Anton Treuer, author of The Language Warrior’s Manifesto: How to Keep Our Languages Alive No Matter the Odds
General Nonfiction category
Each week leading up to the 33rd annual Minnesota Book Awards announcement, we are featuring exclusive interviews with our 36 finalists. You can also watch the authors in conversation with their fellow category finalists here.
In a year defined by a pandemic and its fallout, virtually everything about our lives has changed in some way. How has COVID-19 impacted your writing habits and preferences? Has the unique zeitgeist of the past year influenced your writing output in any ways that you can pinpoint? 
About 20% of the fluent speakers of Ojibwe in the State of Minnesota died this past year as a result of Covid-19 infections. My book, The Language Warrior’s Manifesto provides an entry point to view their heroic work to keep Indigenous languages and cultures alive. Covid has shaken our communities. It’s filled us with heartbreak, but also with a renewed will to lean in and do the work. I have co-edited five new Ojibwe children’s books during the Covid lockdowns, moving work online and through Zoom. A young reader edition of my book Everything You Wanted to Know About Indians But Were Afraid to Ask comes out in April. There is a new book forthcoming about the Ojibwe culture. And there is much more to come.
Would you tell us one or two things about your finalist book that you are particularly proud of, and why? (Sure, it may feel a bit un-Minnesotan to say so, but it’s not boasting if we ask!)
The Language Warrior’s Manifesto is my most personal book published so far. It took a higher level of introspection and vulnerability to write, but it makes the work much more engaging. I’ve also often tried to lead by example rather than explanation, so laying out a manifesto and road map felt bold and real. No armor for this book, but it’s very real!

● **Required work**:
1 – Answer from the interview:
(a) About what share of Minnesota's fluent Ojibwe speakers died from Covid-19 infections this past year?
(b) How many new Ojibwe children's books did the author co-edit during the Covid lockdowns?
(c) How does the author rank The Language Warrior's Manifesto among his published books?
2 – Translate this sentence from the interview into Spanish: "I have co-edited five new Ojibwe children's books during the Covid lockdowns, moving work online and through Zoom."
The entries that come next have no connection to the interview above.

● **Record extracts**:
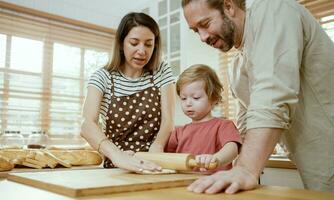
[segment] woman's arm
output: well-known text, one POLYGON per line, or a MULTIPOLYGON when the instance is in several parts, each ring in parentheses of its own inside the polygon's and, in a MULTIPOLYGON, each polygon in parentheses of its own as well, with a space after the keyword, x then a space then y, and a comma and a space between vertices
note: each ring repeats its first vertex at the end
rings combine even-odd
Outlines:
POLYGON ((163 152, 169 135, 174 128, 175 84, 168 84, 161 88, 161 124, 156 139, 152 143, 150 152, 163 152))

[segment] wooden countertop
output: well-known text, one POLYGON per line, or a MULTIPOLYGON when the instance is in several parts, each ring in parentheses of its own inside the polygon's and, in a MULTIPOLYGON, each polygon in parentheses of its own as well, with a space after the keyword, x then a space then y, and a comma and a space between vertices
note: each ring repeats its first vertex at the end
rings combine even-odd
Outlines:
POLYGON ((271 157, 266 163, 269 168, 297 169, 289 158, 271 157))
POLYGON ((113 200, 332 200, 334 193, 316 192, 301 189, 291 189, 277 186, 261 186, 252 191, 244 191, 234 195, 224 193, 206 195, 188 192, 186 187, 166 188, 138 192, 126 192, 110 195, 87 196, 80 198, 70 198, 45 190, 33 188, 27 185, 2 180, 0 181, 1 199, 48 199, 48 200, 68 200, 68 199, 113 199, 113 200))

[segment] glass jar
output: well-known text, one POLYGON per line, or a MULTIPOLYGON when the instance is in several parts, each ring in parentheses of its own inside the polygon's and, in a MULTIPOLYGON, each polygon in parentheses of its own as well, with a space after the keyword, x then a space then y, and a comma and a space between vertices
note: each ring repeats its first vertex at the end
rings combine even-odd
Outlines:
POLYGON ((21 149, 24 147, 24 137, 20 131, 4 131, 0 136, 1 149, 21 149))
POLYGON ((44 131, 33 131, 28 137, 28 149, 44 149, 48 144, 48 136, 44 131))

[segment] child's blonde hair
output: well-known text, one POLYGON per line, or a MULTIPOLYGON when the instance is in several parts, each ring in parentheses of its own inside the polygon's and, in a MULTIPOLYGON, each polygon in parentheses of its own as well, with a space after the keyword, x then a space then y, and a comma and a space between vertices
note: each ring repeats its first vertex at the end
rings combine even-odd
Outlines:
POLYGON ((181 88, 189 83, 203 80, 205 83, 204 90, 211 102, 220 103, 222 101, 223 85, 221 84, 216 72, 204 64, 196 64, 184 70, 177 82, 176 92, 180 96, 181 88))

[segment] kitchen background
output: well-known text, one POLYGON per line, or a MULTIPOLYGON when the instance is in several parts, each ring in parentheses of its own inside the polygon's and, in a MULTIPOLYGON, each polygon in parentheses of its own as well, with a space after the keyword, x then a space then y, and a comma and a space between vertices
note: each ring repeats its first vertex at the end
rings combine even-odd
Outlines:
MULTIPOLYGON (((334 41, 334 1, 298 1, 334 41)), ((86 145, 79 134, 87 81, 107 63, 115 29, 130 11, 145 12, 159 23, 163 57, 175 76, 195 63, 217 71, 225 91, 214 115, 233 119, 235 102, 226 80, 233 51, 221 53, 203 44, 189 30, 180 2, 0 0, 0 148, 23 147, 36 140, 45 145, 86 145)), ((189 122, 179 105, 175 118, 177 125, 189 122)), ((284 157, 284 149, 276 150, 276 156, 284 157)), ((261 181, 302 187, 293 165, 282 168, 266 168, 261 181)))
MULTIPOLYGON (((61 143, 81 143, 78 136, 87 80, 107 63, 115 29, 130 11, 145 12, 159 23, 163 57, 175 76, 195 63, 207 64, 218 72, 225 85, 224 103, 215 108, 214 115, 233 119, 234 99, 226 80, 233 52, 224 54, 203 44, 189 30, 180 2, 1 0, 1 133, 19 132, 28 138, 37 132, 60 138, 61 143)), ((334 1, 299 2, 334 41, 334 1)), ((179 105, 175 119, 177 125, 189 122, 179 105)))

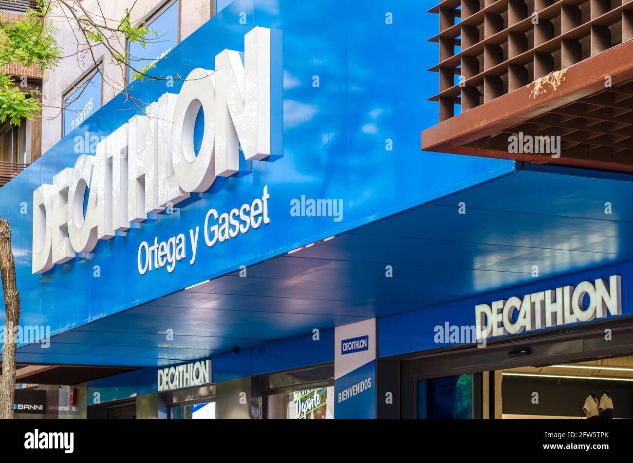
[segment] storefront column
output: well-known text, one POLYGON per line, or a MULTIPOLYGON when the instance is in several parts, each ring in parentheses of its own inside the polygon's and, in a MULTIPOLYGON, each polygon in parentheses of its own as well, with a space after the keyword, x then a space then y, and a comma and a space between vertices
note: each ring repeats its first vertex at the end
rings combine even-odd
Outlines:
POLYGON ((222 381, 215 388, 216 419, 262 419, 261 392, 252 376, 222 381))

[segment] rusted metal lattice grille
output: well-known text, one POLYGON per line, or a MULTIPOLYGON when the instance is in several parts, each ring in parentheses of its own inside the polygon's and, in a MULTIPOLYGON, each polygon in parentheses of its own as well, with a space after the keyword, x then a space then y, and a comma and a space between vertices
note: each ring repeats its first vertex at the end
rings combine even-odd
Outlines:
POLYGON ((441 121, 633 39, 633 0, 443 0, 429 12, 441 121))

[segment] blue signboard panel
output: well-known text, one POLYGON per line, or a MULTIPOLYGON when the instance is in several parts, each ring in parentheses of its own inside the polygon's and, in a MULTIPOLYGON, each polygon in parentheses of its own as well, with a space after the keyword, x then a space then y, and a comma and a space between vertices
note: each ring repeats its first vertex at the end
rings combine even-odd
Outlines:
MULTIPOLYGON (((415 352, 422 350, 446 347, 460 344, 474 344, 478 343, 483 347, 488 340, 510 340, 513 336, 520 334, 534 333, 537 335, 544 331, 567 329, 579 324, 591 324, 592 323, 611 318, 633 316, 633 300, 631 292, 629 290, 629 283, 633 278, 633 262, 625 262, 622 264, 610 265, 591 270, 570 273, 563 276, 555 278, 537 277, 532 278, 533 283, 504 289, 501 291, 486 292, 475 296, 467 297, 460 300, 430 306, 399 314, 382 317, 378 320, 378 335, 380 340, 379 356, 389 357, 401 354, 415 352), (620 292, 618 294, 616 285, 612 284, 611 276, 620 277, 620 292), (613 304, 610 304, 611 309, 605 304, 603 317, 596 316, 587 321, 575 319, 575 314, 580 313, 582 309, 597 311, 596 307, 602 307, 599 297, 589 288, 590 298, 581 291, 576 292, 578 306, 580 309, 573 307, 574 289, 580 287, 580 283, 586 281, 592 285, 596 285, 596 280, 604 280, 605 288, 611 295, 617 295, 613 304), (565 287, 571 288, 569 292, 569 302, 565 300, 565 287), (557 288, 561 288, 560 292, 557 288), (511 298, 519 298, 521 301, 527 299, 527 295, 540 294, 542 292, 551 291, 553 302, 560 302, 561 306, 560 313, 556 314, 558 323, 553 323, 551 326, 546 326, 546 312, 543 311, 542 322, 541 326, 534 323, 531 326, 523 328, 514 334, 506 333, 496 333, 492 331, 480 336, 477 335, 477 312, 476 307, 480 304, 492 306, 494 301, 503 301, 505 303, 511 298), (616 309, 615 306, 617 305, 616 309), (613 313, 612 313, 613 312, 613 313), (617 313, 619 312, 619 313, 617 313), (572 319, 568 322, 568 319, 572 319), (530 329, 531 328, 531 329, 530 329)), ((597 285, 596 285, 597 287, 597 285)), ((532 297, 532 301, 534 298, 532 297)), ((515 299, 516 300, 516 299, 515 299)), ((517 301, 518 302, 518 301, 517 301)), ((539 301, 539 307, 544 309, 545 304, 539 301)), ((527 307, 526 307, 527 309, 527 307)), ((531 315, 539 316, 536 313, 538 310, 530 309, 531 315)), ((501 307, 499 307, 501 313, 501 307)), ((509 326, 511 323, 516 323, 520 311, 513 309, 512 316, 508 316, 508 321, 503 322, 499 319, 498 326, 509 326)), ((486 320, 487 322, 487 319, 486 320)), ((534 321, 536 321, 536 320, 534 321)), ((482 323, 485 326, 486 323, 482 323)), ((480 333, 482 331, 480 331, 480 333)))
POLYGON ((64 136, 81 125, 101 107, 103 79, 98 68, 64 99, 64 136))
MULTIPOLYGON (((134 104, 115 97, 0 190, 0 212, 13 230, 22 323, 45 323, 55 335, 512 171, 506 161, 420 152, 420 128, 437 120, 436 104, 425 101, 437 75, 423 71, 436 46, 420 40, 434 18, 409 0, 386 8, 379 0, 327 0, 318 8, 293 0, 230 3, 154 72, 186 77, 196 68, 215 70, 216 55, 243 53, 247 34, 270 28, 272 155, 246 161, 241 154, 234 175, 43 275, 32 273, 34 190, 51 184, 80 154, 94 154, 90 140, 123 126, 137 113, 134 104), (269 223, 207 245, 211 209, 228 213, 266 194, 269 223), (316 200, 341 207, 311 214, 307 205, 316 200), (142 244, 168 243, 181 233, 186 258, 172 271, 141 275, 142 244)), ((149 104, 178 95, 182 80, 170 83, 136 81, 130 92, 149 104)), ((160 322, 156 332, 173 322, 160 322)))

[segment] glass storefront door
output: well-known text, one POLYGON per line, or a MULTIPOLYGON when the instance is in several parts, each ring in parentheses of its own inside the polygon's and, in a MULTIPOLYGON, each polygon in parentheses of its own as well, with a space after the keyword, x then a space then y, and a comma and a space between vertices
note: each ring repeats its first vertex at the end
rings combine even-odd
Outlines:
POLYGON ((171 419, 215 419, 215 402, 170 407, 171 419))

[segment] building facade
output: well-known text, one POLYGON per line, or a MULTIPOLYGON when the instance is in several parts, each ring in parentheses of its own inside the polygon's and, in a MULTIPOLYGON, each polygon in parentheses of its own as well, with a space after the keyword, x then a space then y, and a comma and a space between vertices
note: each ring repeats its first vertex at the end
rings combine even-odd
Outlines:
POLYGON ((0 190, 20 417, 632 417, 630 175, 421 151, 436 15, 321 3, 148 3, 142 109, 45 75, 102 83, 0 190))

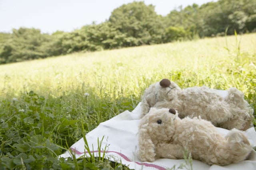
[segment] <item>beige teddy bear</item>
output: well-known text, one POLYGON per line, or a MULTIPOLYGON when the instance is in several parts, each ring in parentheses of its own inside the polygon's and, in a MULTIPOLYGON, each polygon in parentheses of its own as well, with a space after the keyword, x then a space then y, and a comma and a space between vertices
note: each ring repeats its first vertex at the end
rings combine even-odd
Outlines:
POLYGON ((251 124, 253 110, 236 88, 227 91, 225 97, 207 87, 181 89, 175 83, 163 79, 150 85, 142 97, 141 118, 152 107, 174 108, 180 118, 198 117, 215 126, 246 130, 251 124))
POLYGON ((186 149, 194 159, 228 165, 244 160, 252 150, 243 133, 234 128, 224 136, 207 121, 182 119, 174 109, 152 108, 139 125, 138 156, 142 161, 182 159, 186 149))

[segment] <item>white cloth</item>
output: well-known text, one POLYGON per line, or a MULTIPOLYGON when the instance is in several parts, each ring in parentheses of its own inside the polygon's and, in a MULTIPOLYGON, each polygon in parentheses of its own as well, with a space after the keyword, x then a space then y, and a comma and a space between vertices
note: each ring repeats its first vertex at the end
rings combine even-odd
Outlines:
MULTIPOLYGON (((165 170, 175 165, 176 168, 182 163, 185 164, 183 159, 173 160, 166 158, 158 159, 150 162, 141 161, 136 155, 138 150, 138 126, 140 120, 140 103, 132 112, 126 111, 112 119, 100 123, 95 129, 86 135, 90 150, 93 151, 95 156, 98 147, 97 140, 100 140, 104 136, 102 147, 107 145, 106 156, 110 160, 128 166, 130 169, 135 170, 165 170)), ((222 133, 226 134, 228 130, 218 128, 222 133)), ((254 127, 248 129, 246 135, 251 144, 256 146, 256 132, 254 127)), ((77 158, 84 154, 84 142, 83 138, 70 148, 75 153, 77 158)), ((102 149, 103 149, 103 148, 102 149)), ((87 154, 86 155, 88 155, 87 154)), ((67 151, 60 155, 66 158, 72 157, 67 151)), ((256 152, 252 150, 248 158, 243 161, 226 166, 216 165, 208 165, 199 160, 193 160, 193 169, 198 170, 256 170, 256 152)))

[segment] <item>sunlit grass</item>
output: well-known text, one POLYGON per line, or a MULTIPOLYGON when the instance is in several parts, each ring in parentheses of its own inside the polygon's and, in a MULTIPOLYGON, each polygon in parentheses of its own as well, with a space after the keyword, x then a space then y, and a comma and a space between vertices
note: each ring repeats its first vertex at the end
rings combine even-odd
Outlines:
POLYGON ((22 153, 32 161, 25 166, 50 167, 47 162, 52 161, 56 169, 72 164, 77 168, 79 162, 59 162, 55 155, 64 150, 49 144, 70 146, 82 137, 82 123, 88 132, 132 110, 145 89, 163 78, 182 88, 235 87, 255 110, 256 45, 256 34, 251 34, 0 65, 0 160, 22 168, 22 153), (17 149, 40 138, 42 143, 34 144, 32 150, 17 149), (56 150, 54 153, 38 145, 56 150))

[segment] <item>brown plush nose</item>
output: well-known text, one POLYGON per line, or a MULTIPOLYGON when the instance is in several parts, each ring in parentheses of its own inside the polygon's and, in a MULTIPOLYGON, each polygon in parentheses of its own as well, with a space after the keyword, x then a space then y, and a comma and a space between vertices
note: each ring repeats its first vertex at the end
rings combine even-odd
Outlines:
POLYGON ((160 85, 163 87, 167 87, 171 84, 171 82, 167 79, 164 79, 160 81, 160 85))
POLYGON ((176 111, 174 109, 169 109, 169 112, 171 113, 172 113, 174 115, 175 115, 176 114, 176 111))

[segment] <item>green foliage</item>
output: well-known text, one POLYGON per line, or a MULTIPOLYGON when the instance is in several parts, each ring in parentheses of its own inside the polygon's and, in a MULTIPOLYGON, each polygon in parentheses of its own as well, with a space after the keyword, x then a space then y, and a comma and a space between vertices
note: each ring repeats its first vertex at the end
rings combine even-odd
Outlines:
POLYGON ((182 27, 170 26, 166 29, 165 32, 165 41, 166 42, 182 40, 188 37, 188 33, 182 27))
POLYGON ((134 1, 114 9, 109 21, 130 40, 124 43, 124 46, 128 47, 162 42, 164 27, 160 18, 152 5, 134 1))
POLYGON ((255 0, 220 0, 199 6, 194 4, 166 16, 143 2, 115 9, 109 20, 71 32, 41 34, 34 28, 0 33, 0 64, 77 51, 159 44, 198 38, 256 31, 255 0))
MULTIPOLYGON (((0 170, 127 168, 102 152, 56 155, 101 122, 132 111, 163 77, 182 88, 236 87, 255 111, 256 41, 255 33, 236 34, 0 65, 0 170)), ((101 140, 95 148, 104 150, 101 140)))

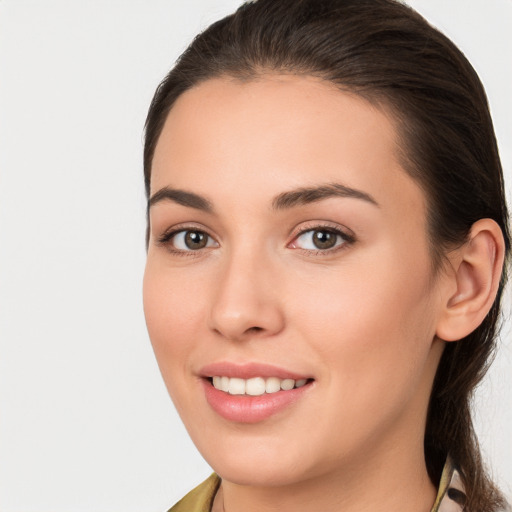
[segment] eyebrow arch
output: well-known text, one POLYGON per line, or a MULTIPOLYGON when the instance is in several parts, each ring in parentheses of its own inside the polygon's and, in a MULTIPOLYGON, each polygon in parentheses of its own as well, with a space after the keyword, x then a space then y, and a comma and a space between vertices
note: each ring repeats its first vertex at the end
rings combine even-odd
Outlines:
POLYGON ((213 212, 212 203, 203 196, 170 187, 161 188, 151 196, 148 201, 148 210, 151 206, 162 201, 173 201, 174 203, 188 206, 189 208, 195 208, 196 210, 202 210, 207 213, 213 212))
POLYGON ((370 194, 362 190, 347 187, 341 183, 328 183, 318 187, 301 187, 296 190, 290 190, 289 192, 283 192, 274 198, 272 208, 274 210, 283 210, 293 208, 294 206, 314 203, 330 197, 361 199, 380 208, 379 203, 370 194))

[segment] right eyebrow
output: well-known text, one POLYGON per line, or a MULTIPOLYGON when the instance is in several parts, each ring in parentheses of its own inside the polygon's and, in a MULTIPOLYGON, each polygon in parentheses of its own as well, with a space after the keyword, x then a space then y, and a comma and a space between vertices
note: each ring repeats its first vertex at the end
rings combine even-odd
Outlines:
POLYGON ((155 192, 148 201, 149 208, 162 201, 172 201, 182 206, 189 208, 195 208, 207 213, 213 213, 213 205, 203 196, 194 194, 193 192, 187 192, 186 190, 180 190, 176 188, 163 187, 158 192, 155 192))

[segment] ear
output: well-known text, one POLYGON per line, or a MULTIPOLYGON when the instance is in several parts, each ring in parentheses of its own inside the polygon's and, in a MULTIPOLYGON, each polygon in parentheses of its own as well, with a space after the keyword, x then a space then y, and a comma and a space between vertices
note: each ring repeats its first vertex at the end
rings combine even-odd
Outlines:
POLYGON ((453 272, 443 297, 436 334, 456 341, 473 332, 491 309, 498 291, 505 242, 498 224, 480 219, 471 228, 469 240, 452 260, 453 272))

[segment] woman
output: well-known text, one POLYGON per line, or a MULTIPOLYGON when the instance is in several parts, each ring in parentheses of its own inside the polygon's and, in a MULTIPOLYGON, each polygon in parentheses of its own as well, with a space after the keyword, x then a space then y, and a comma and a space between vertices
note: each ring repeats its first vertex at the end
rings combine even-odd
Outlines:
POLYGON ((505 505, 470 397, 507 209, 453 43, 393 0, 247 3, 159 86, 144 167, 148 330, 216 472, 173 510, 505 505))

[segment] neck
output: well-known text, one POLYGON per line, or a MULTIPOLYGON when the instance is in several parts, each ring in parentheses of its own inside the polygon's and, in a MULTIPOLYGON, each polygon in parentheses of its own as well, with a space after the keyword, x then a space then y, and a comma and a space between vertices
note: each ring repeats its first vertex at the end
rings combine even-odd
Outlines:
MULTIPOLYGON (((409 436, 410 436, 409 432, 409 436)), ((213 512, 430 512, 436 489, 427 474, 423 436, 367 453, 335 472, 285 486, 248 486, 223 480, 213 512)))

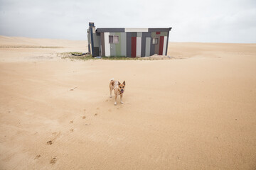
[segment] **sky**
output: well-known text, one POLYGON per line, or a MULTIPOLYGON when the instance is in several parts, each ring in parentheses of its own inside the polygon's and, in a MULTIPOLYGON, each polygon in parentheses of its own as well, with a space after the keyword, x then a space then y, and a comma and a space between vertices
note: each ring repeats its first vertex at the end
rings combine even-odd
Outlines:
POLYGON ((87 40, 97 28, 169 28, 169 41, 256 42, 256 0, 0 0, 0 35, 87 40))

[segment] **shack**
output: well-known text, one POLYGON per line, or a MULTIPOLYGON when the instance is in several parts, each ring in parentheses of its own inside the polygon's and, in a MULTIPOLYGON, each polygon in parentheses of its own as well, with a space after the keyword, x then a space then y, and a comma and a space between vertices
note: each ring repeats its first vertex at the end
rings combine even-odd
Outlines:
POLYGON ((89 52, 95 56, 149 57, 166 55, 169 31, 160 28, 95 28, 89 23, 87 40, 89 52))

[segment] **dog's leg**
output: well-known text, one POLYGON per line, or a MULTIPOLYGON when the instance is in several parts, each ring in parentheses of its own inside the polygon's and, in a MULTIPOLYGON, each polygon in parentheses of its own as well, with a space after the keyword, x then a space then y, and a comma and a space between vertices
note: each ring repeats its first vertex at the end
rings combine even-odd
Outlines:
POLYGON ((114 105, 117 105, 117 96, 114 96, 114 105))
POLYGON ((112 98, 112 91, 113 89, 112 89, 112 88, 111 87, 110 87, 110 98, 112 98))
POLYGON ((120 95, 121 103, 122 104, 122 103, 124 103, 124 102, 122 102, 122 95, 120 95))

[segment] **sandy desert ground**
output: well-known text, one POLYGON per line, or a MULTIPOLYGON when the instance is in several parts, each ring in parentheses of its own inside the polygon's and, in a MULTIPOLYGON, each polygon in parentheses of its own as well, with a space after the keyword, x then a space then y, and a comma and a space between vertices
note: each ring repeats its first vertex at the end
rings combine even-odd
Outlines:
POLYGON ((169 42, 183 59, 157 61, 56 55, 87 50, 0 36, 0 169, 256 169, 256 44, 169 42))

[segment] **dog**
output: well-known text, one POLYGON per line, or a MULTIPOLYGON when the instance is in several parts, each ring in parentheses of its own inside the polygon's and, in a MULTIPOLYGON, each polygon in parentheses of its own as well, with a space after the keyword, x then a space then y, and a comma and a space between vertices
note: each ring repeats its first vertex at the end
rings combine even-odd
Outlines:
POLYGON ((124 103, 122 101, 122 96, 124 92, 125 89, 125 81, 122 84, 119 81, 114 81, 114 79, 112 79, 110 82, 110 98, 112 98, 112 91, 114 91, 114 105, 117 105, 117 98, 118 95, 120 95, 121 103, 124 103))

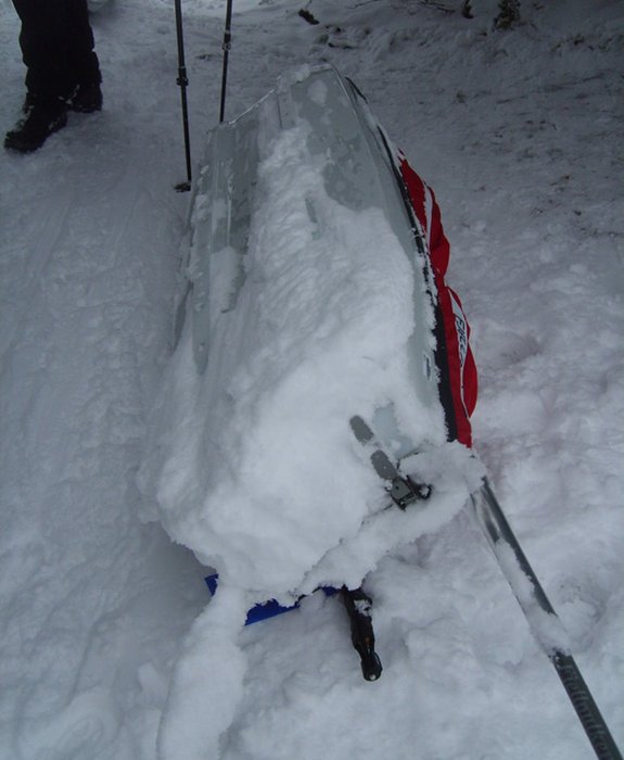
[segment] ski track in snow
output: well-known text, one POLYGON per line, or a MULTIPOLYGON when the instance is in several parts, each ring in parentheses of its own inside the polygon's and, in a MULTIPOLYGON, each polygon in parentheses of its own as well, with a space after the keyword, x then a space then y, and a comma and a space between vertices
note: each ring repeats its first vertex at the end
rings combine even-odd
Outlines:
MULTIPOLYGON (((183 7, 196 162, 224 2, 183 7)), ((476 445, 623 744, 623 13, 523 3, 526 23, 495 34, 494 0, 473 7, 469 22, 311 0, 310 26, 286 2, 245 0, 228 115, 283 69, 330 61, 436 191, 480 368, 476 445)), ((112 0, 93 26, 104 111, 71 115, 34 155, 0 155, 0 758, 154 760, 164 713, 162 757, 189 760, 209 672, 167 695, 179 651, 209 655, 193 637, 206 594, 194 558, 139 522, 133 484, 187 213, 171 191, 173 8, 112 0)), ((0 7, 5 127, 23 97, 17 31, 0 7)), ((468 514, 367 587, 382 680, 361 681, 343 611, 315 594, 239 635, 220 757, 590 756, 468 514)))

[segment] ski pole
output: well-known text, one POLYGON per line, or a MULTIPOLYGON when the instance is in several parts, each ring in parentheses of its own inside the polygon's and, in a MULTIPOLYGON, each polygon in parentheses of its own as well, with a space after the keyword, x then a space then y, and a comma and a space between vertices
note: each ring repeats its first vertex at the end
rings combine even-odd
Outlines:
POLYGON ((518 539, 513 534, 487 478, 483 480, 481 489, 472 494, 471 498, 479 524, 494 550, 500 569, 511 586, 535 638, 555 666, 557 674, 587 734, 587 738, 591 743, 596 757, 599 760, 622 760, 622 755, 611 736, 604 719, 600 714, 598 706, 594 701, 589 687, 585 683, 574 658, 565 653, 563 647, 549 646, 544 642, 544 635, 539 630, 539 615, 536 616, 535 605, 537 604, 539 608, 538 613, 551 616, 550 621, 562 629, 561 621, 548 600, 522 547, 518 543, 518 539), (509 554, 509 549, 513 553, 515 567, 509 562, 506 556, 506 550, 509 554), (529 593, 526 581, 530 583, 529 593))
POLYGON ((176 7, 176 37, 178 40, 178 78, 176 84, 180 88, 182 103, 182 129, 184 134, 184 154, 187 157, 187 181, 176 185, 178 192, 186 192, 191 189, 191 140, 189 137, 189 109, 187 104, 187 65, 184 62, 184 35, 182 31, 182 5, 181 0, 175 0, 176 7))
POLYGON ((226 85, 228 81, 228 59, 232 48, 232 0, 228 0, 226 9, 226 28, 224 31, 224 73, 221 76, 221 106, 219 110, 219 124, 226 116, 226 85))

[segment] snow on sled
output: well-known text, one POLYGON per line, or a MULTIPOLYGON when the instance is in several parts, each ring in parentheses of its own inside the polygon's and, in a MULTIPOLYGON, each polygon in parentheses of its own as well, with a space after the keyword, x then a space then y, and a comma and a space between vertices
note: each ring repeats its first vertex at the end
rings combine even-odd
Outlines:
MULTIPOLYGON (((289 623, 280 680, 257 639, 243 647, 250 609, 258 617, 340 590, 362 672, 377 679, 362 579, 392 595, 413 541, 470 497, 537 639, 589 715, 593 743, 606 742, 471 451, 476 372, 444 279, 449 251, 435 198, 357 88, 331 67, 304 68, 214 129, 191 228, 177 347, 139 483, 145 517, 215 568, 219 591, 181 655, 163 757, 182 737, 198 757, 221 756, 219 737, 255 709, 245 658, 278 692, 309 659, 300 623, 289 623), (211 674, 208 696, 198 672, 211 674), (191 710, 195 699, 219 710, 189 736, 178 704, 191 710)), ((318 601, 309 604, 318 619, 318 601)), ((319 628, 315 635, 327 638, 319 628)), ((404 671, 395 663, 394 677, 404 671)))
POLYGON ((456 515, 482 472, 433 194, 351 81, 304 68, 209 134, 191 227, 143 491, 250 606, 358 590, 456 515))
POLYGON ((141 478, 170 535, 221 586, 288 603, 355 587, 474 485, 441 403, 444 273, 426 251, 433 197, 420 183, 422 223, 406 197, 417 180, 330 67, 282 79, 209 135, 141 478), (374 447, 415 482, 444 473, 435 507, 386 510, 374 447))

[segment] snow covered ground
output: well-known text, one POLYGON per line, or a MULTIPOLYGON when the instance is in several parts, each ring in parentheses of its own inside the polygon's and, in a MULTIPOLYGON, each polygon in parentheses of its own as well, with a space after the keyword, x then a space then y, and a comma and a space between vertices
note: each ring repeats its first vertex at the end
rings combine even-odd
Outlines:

● **Results of the exercise**:
1 –
(a) About 20%.
(b) Five.
(c) It is his most personal book published so far.

2 – He coeditado cinco nuevos libros infantiles en ojibwe durante los confinamientos por el Covid, trasladando el trabajo a internet y a Zoom.